» **Given information**

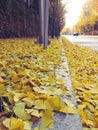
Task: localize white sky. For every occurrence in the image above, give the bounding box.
[62,0,86,28]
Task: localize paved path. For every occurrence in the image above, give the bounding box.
[54,49,82,130]
[32,42,82,130]
[63,35,98,50]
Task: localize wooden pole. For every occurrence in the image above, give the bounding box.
[44,0,49,49]
[39,0,49,49]
[39,0,44,44]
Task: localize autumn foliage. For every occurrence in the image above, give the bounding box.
[63,39,98,130]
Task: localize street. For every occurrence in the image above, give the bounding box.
[63,35,98,50]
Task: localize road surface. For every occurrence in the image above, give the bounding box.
[64,35,98,50]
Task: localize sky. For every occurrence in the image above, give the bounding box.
[62,0,86,28]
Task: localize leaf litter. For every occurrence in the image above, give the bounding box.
[63,38,98,130]
[0,39,77,130]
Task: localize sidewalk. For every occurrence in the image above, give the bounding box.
[54,49,82,130]
[32,41,82,130]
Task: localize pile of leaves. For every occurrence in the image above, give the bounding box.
[63,38,98,130]
[0,39,75,130]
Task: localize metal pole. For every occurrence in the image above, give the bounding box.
[44,0,49,49]
[39,0,44,44]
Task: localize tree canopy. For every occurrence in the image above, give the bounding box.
[0,0,65,38]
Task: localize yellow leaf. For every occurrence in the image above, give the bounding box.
[31,109,40,118]
[13,102,30,120]
[3,118,10,128]
[24,121,33,130]
[41,109,54,129]
[14,93,26,102]
[34,100,45,109]
[22,98,34,107]
[0,84,6,92]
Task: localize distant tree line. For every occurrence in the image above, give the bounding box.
[0,0,66,38]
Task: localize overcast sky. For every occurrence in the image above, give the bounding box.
[62,0,86,28]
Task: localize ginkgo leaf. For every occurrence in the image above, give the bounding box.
[13,102,30,120]
[41,109,54,129]
[14,93,26,102]
[3,117,24,130]
[22,98,34,107]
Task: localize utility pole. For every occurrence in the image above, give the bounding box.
[39,0,49,49]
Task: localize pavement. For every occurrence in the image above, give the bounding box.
[54,49,82,130]
[32,39,82,130]
[63,35,98,51]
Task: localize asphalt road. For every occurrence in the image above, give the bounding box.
[63,35,98,50]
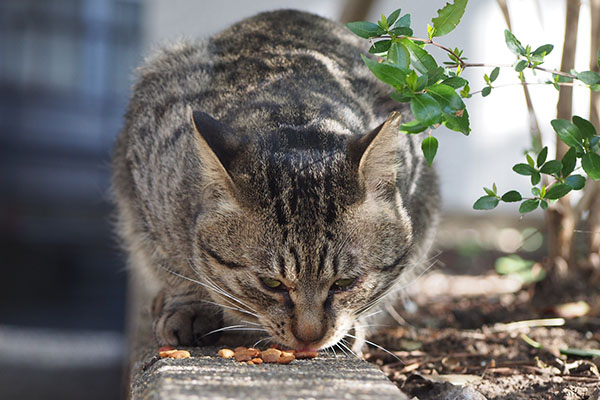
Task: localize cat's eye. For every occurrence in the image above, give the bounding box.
[260,278,283,289]
[332,278,356,290]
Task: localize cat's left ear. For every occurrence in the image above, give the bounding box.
[348,111,402,198]
[189,108,242,200]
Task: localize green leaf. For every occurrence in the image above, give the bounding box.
[590,136,600,153]
[427,84,465,114]
[431,0,468,37]
[421,136,438,167]
[369,39,392,54]
[561,147,577,176]
[361,54,406,88]
[490,67,500,82]
[581,153,600,181]
[519,199,540,214]
[377,13,390,31]
[441,76,468,89]
[346,21,385,39]
[577,71,600,85]
[410,93,442,125]
[513,164,537,176]
[532,44,554,56]
[525,154,535,168]
[390,92,413,103]
[427,67,445,84]
[387,9,402,25]
[415,75,429,92]
[394,14,410,28]
[390,26,413,36]
[406,70,418,92]
[401,38,438,74]
[400,119,429,133]
[537,147,548,168]
[473,196,500,210]
[504,29,525,56]
[460,84,471,98]
[573,115,597,139]
[515,60,529,72]
[550,119,583,150]
[544,182,573,200]
[540,160,562,175]
[494,255,535,275]
[387,42,410,70]
[443,108,471,136]
[483,187,496,197]
[565,175,585,190]
[502,190,523,203]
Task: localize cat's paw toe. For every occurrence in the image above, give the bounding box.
[154,302,223,346]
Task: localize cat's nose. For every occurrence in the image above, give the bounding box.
[292,321,325,345]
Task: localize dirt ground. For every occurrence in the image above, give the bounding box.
[365,252,600,400]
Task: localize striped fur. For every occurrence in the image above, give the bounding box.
[113,10,439,348]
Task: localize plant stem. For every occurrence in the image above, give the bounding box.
[407,36,466,68]
[471,82,575,95]
[380,35,577,79]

» **Written problem**
Rewrite the listing above as a two-column CSV with the header instruction,boxes, giving one row for each "Task:" line with its text and the bounding boxes that follow it, each value in double quotes and line breaks turned into spaces. Leave out the picture markers and cover the whole listing.

» **Result below**
instruction,boxes
"Task: localize white sky. For every occurrence in the image above, give the bounding box.","[62,0,86,28]"
"Task: localize paved path. For every occurrence in the image above, give the bounding box.","[54,49,82,130] [32,42,82,130] [63,35,98,50]"
"Task: localize wooden pole. For every occurrence in the image above, give the bounding box.","[44,0,49,49] [39,0,49,49] [39,0,44,44]"
"Task: localize autumn foliage. For every occurrence in the image above, give the bounding box.","[63,39,98,130]"
"Task: localize street. For every occurrence in the image above, give the bounding box.","[63,35,98,50]"
"Task: localize road surface. For every occurrence in the image above, give the bounding box.","[64,35,98,50]"
"Task: localize sky. For every occurrence in the image above, give the bounding box.","[62,0,86,28]"
"Task: localize leaf litter. For every occurrence in the image above, give the bounding box.","[63,38,98,130] [0,39,77,130]"
"Task: localize sidewalk. For every occurrence in the image above, give the bounding box.","[54,49,82,130] [32,41,82,130]"
"Task: localize pile of leaves. For every occurrence in the image above, give the bounding box.","[63,38,98,130] [0,39,75,130]"
"Task: localize metal pole. For every occurrence in the image above, give the bounding box.","[44,0,49,49] [39,0,44,44]"
"Task: localize tree canopy. For every occurrence in the image above, give the bounding box.","[0,0,65,38]"
"Task: localize yellow leaf. For every occurrence in the image above, give the bounding box.","[31,109,40,118] [13,102,30,120] [3,118,10,128] [24,121,33,130] [41,109,54,129] [14,93,26,102] [34,100,45,109] [22,98,34,107] [0,84,6,92]"
"Task: localize distant tree line. For every occurrence in the image above, give the bounding box.","[0,0,66,38]"
"Task: localize overcast sky. For every occurrence in the image above, give the bounding box.","[62,0,86,28]"
"Task: localize ginkgo leaf. For every occurrence in the image above, give the bounding box.","[13,102,30,120] [41,109,54,129] [14,93,26,102] [3,117,24,130] [22,98,34,107]"
"Task: localize utility pole. For every occurrence in the image above, give the bounding box.","[39,0,49,49]"
"Task: localize pavement. For every occurrence in the image above, give the bounding box.","[54,49,82,130] [32,39,82,130] [63,35,98,51]"
"Task: localize asphalt road. For every occurrence in the image above, give the bounding box.","[63,35,98,50]"
"Task: localize cat's eye. For every occurrence in the image above, give the bounding box.","[260,278,283,289] [332,278,356,290]"
"Task: localize cat's left ear. For every occurrence in the image above, give the bounding box.","[348,111,402,198] [189,108,242,200]"
"Task: localize green leaf. For every occurrence in the image above, give the bounding box.","[590,136,600,153] [427,84,465,114] [431,0,468,37] [421,136,438,167] [369,39,392,54] [561,147,577,176] [361,54,406,88] [490,67,500,82] [581,153,600,181] [519,199,540,214] [377,13,390,31] [441,76,468,89] [346,21,385,39] [577,71,600,85] [410,93,442,125] [513,164,537,176] [532,44,554,56] [525,154,535,168] [390,92,413,103] [427,67,445,84] [387,9,402,25] [415,75,429,92] [394,14,410,28] [390,26,413,36] [406,70,418,92] [401,38,438,74] [400,119,429,133] [537,147,548,168] [473,196,500,210] [504,29,525,56] [460,84,471,98] [573,115,597,139] [515,60,529,72] [550,119,583,150] [544,182,573,200] [540,160,562,175] [494,255,535,275] [387,42,410,70] [443,108,471,136] [483,187,496,197] [565,175,585,190] [502,190,523,203]"
"Task: localize cat's paw toe. For every occurrence in the image above, give the bounding box.","[154,302,223,346]"
"Task: localize cat's nose. For every occurrence in the image above, give the bounding box.","[292,321,325,345]"
"Task: localize dirt ground. For every occurrence in the image above, give the bounding box.","[365,252,600,400]"
"Task: localize striped fur. For every occurrence in the image above, give the bounding box.","[113,10,439,348]"
"Task: localize plant stem. For every occurrence in the image above, give the bounding box.","[407,36,466,68] [471,82,575,95] [380,35,577,79]"